_Records for processing_:
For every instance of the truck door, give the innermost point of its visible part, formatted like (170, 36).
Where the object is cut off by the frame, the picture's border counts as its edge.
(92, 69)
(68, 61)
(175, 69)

_The task_: Write out the records once more, precisely as they stand.

_Response box_:
For every instance of the truck door, give the innermost point of its visible part, formatted like (170, 36).
Where the object is cut off by the frame, the picture's border counts as its edge.
(92, 69)
(68, 61)
(175, 69)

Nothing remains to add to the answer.